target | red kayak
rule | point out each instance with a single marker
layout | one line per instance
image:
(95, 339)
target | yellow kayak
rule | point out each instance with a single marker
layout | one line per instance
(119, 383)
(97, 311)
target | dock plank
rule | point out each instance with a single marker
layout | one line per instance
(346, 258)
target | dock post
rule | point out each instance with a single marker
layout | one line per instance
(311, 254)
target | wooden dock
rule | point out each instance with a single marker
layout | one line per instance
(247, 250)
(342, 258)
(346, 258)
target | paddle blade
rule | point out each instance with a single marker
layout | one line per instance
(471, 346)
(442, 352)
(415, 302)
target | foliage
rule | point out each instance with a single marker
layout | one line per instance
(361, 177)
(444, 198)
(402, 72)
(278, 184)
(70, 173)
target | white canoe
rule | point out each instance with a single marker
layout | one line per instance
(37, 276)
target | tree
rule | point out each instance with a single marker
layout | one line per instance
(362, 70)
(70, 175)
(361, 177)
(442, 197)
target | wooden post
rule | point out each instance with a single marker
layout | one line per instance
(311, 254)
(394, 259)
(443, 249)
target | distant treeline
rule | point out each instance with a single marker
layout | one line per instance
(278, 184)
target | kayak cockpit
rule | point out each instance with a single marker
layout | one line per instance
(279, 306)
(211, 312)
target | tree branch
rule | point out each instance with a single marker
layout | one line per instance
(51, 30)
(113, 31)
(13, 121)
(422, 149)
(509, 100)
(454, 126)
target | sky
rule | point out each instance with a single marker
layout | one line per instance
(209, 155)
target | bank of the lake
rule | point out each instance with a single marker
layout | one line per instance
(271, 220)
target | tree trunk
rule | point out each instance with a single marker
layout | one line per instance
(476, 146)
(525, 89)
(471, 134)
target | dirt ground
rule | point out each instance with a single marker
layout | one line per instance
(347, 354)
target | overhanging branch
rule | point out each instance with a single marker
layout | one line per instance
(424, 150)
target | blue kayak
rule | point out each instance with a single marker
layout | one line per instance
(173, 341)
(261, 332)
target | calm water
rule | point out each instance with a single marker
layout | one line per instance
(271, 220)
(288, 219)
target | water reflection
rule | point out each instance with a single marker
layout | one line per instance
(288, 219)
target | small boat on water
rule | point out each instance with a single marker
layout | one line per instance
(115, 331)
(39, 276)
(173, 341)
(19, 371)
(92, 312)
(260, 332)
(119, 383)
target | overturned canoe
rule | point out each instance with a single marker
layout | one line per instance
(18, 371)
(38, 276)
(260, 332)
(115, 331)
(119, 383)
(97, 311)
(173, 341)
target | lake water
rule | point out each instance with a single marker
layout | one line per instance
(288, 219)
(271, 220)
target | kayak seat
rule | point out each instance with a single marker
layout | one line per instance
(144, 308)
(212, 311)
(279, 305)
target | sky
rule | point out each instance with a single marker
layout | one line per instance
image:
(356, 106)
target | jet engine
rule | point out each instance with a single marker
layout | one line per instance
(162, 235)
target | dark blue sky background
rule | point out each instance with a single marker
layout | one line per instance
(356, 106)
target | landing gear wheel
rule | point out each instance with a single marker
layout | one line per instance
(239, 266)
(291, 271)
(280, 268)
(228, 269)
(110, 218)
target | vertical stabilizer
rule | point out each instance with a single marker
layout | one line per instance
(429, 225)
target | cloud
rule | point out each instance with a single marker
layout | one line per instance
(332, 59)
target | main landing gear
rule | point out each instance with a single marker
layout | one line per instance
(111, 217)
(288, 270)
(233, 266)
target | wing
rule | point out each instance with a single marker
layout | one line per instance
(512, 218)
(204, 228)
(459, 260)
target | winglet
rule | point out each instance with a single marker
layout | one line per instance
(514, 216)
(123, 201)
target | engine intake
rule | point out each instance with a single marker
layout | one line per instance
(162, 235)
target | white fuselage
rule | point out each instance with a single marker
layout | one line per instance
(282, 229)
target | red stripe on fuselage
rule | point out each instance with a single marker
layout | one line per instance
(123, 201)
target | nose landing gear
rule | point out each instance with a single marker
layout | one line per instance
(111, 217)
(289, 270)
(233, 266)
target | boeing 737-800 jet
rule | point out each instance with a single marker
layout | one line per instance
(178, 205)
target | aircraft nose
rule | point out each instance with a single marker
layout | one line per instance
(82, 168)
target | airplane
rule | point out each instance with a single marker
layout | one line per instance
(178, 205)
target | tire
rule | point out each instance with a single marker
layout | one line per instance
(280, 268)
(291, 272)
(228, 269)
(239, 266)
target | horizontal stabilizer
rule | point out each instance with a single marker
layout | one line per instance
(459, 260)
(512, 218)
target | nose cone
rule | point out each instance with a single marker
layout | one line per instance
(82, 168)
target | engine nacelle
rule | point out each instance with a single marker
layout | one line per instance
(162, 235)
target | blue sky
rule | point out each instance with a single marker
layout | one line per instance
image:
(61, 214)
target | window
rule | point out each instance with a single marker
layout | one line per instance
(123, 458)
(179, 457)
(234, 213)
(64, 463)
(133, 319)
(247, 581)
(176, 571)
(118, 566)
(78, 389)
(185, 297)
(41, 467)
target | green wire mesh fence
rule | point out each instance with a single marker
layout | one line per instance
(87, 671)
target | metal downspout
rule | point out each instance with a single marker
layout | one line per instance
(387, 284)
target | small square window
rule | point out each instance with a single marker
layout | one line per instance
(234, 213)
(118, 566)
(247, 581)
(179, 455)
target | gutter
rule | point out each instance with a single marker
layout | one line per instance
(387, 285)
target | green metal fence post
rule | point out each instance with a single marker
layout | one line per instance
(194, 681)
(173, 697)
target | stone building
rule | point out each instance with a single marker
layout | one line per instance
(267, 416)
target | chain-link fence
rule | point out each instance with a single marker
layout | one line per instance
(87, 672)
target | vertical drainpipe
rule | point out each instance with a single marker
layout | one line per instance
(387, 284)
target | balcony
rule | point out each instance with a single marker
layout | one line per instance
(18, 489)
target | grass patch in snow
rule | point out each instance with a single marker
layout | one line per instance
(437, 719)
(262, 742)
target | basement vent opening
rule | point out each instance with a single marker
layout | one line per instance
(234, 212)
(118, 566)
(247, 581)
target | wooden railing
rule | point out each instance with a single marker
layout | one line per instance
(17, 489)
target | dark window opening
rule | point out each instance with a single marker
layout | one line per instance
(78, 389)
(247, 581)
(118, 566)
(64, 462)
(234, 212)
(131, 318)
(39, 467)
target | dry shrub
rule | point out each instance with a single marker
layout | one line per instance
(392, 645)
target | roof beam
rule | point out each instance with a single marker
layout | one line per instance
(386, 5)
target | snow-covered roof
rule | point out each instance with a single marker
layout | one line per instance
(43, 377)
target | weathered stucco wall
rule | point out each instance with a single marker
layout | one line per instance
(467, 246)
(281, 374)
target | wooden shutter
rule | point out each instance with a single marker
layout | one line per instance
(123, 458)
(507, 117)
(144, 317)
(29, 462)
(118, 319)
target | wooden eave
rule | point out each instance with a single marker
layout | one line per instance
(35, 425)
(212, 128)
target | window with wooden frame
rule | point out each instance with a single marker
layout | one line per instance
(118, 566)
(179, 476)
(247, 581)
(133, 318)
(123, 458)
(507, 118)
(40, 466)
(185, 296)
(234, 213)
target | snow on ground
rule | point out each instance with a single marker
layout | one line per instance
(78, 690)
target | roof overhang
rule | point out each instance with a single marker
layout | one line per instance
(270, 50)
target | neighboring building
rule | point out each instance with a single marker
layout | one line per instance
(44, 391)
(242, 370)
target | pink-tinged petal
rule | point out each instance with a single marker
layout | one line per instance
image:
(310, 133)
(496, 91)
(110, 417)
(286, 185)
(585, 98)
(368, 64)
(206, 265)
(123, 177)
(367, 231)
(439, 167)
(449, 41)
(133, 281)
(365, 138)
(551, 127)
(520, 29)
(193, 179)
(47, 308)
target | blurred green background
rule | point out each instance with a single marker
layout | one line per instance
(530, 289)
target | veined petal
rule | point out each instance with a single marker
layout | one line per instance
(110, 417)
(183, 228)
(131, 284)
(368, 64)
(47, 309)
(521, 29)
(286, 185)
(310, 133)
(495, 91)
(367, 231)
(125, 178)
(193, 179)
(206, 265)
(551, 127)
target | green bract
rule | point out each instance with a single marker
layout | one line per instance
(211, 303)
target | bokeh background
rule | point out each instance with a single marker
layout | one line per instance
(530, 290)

**What the task requires**. Extract the part of the records that opens with the line containing "target | veined petal" and closes with the final line of the records, including both of those lines. Reproduce each line in that span without any change.

**Correct output**.
target | veined petal
rule | point out each instance with a single marker
layout | one line per instance
(110, 417)
(183, 228)
(131, 284)
(368, 64)
(47, 309)
(521, 29)
(286, 185)
(310, 133)
(495, 91)
(367, 231)
(125, 178)
(193, 179)
(206, 265)
(551, 127)
target | green bract
rule | point out each instance with a single marker
layout | one line per instance
(211, 303)
target | bokeh background
rule | point out each instance with a single marker
layout | one line per instance
(530, 290)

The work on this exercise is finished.